---------- Listing ----------
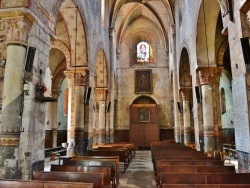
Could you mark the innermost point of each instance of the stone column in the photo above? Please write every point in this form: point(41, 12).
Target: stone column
point(101, 123)
point(77, 84)
point(112, 87)
point(186, 92)
point(206, 76)
point(217, 110)
point(17, 30)
point(175, 91)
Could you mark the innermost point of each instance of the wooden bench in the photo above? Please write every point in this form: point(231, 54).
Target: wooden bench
point(191, 162)
point(75, 168)
point(234, 178)
point(53, 152)
point(205, 186)
point(188, 169)
point(113, 163)
point(123, 155)
point(86, 177)
point(42, 184)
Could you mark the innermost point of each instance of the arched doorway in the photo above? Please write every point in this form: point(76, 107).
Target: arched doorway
point(144, 121)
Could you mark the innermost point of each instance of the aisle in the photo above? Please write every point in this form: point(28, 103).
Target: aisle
point(139, 173)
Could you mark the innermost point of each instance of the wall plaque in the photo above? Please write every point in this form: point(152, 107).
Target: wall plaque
point(240, 104)
point(143, 81)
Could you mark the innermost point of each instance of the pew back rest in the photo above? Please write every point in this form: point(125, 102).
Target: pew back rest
point(20, 184)
point(42, 184)
point(96, 178)
point(99, 169)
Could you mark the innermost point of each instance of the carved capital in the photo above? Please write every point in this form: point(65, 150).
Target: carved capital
point(9, 141)
point(186, 93)
point(77, 77)
point(16, 29)
point(100, 93)
point(206, 76)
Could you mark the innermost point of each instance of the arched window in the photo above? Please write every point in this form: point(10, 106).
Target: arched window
point(223, 101)
point(143, 52)
point(102, 12)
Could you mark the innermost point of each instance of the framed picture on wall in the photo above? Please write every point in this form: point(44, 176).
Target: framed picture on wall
point(143, 81)
point(143, 114)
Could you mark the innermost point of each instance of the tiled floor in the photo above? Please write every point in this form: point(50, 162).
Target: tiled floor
point(139, 173)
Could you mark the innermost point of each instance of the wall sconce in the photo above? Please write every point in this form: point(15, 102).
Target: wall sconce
point(108, 107)
point(3, 63)
point(96, 107)
point(25, 88)
point(179, 107)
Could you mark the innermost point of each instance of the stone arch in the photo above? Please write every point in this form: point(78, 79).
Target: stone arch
point(64, 48)
point(206, 32)
point(185, 79)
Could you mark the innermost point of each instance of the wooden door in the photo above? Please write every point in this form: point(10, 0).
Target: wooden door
point(143, 130)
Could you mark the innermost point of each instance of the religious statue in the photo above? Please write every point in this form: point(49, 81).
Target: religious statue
point(224, 7)
point(70, 149)
point(48, 82)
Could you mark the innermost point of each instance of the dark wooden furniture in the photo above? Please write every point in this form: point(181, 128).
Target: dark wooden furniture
point(42, 184)
point(86, 177)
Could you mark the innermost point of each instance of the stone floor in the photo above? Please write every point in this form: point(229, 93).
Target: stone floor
point(139, 173)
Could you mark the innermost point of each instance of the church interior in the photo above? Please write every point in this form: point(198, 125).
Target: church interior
point(77, 76)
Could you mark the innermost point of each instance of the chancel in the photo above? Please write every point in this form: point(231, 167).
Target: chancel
point(124, 90)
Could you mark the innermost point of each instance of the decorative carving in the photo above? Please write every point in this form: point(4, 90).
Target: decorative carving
point(224, 7)
point(14, 3)
point(16, 29)
point(206, 76)
point(101, 93)
point(80, 80)
point(9, 141)
point(186, 94)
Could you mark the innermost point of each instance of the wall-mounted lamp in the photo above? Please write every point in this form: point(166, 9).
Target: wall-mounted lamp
point(96, 107)
point(108, 107)
point(25, 88)
point(198, 94)
point(3, 63)
point(179, 107)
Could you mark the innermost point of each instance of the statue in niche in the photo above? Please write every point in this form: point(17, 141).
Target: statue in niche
point(70, 149)
point(48, 82)
point(224, 7)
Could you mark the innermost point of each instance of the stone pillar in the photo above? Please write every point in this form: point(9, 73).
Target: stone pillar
point(175, 91)
point(186, 114)
point(101, 123)
point(217, 110)
point(206, 76)
point(112, 87)
point(77, 81)
point(17, 30)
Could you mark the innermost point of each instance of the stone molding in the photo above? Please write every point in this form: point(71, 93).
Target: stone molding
point(101, 93)
point(186, 93)
point(206, 76)
point(9, 141)
point(16, 29)
point(77, 77)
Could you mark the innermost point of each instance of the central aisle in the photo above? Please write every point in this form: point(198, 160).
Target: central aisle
point(139, 173)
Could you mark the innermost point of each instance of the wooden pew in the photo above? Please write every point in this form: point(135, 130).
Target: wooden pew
point(123, 155)
point(188, 169)
point(75, 168)
point(190, 162)
point(205, 185)
point(42, 184)
point(113, 163)
point(234, 178)
point(86, 177)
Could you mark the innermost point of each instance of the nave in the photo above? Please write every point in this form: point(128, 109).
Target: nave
point(138, 174)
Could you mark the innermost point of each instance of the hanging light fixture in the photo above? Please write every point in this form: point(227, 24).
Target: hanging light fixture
point(75, 52)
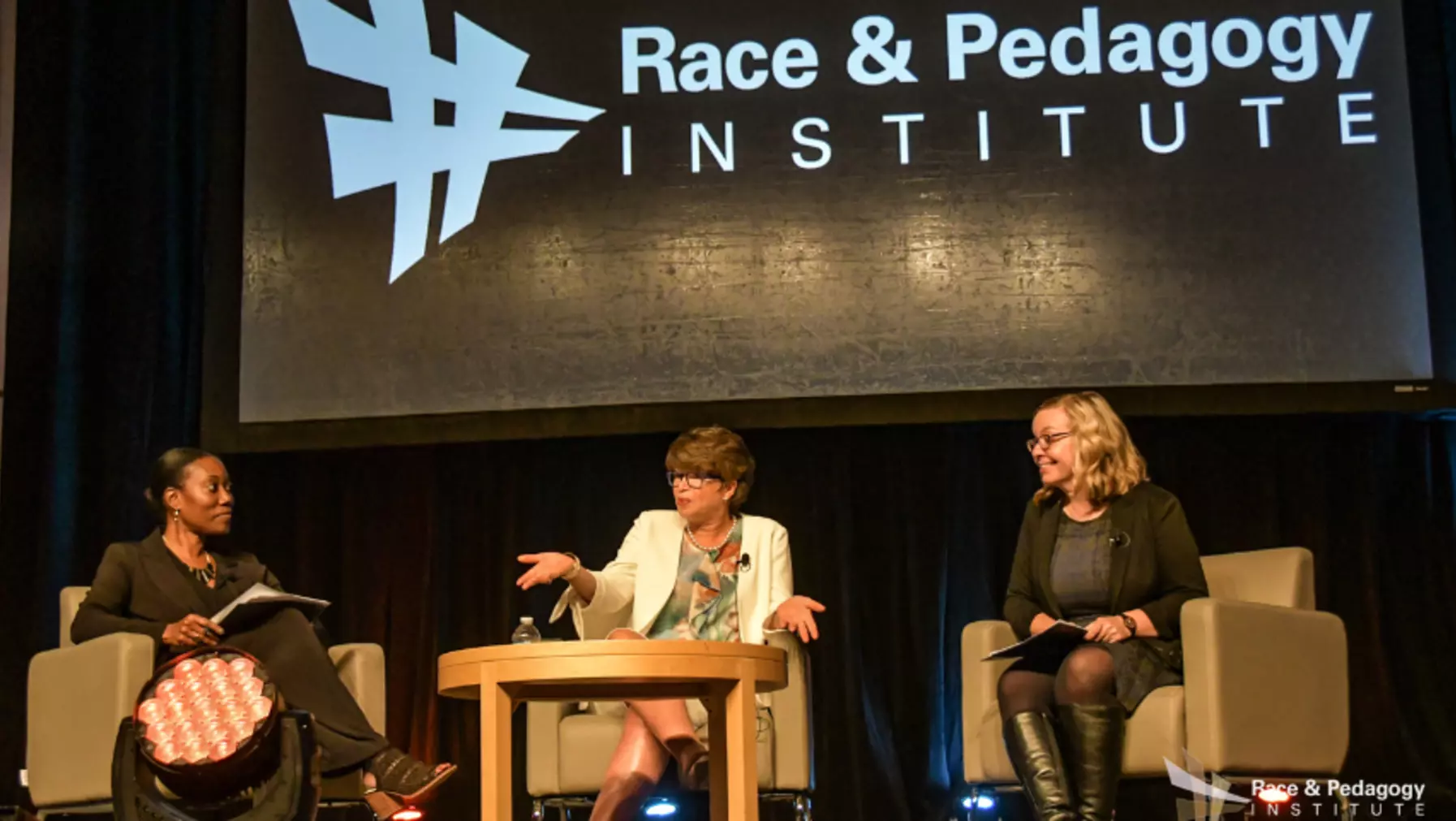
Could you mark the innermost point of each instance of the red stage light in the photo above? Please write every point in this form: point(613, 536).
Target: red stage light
point(203, 718)
point(1273, 795)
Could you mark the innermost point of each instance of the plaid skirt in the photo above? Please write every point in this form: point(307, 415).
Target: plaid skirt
point(1139, 667)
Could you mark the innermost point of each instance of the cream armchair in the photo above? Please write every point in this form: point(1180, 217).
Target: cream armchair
point(566, 749)
point(79, 694)
point(1265, 681)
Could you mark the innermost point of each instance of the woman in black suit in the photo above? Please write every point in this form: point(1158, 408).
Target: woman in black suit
point(1109, 551)
point(165, 584)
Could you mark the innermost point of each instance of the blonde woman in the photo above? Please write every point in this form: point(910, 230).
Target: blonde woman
point(1109, 551)
point(702, 571)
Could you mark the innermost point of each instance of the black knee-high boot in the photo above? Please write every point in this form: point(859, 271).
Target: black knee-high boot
point(1094, 736)
point(1032, 741)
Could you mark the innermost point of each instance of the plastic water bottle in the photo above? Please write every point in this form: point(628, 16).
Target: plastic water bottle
point(526, 633)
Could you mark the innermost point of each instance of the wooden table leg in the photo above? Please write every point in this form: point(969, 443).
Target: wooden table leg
point(718, 756)
point(495, 750)
point(742, 749)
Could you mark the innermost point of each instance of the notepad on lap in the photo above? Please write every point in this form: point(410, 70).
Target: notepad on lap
point(1059, 635)
point(261, 602)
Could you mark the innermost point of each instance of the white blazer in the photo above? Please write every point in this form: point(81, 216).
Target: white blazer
point(635, 587)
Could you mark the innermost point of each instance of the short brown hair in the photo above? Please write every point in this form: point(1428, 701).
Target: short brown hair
point(715, 450)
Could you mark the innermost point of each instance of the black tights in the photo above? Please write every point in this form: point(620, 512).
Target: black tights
point(1083, 677)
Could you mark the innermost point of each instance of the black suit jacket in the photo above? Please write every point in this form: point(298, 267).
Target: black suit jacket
point(1155, 561)
point(140, 590)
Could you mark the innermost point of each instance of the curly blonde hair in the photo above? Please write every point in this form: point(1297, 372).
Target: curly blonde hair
point(720, 452)
point(1109, 463)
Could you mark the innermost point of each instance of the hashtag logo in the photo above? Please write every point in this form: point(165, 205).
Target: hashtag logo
point(408, 150)
point(1210, 793)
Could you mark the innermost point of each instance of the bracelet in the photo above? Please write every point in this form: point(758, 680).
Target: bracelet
point(1131, 624)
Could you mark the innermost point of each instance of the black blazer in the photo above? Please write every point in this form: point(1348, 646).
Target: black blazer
point(1155, 561)
point(140, 590)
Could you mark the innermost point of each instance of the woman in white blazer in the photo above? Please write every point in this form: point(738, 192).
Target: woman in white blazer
point(702, 571)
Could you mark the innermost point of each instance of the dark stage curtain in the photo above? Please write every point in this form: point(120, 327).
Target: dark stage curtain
point(104, 344)
point(904, 532)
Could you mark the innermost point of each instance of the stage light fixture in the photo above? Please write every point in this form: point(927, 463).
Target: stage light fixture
point(976, 802)
point(212, 728)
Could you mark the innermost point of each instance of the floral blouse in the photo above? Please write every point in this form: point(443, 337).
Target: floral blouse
point(705, 597)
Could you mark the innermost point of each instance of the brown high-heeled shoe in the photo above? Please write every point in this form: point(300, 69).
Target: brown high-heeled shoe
point(401, 780)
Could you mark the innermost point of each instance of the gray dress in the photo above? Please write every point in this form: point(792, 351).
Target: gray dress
point(1081, 564)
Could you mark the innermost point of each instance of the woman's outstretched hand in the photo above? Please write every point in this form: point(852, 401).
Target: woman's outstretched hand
point(797, 616)
point(191, 632)
point(545, 568)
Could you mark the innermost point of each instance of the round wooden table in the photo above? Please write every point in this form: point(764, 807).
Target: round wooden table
point(726, 674)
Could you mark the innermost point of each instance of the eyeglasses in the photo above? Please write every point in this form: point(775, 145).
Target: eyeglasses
point(1045, 440)
point(693, 481)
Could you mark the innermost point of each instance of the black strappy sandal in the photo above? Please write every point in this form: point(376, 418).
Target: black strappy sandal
point(401, 780)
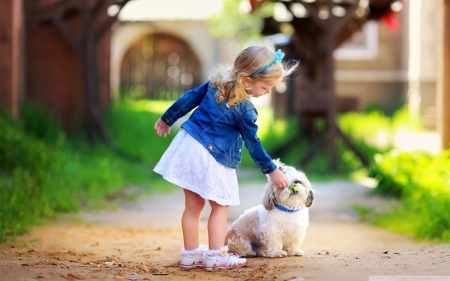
----------
Exercise:
Reproduce the data above, from the line with "form: point(165, 205)." up to and including the line with "point(1131, 624)".

Response to the exercise:
Could you mark the innermost point of each instance of the hashtag logo in the photo above? Please write every point in this form: point(165, 205).
Target: hashtag logo
point(408, 150)
point(1210, 793)
Could you mark the innermost point of each instance of the bracelet in the photo above? Please write every point in this form: point(758, 680).
Target: bracelet
point(1131, 624)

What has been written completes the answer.